>> start

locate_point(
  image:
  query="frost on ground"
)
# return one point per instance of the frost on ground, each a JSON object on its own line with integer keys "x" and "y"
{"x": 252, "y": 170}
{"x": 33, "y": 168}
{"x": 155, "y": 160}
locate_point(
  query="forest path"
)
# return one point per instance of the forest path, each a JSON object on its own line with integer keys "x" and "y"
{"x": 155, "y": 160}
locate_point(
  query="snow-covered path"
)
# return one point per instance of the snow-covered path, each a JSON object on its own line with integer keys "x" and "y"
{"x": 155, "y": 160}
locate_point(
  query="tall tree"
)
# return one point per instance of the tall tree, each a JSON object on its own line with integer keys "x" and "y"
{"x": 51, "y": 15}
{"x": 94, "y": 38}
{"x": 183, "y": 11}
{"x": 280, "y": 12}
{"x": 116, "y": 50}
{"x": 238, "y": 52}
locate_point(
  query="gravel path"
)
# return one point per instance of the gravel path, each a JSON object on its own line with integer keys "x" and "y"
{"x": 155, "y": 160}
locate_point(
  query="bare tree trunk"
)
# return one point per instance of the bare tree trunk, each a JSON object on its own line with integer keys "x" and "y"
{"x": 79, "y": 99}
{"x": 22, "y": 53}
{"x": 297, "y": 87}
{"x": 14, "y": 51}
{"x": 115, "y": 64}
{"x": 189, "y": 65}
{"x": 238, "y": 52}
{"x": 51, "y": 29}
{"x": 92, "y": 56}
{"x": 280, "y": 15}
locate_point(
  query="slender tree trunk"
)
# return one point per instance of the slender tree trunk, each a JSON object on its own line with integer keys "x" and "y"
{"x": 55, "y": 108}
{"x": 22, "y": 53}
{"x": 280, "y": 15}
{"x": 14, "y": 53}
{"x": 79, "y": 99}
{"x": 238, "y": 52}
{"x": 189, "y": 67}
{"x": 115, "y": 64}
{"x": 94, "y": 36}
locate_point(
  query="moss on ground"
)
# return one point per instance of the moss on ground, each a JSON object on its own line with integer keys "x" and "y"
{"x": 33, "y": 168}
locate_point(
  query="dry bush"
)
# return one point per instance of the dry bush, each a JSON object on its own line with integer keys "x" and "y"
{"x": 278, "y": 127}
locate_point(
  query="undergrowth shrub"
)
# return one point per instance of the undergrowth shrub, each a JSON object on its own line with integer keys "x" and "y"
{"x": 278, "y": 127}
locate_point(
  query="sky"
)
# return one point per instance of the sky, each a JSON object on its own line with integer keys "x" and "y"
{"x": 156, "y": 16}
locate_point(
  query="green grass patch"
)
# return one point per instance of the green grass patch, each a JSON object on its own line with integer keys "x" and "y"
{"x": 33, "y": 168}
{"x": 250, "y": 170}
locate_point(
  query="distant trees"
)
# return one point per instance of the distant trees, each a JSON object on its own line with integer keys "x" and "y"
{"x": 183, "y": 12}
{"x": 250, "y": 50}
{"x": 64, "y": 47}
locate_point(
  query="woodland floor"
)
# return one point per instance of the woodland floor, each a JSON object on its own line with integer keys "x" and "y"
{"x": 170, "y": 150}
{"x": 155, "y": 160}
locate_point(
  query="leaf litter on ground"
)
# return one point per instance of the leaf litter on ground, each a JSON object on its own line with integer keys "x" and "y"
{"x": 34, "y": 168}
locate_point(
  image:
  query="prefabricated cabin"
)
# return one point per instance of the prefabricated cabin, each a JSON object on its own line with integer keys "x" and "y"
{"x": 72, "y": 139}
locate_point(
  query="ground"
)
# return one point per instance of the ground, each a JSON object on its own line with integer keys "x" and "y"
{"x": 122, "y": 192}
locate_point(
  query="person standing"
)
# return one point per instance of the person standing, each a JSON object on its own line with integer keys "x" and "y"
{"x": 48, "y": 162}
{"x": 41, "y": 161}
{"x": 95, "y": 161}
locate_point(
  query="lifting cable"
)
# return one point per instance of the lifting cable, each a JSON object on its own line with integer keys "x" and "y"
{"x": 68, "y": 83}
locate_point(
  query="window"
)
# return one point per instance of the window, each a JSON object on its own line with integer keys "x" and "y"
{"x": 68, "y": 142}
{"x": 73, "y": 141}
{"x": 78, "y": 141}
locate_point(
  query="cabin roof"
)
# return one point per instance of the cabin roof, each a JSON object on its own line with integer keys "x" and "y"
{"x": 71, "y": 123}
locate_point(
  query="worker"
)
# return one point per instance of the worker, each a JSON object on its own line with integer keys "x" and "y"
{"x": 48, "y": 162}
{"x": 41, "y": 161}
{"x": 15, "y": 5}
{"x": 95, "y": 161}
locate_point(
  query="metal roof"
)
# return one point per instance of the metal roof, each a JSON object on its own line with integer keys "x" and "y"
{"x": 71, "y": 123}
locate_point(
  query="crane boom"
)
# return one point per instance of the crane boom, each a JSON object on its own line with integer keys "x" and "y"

>> end

Task: Count the lines of the data above that contain the string "grass", treating uppercase and lowercase as different, and give only the number.

Full response: 2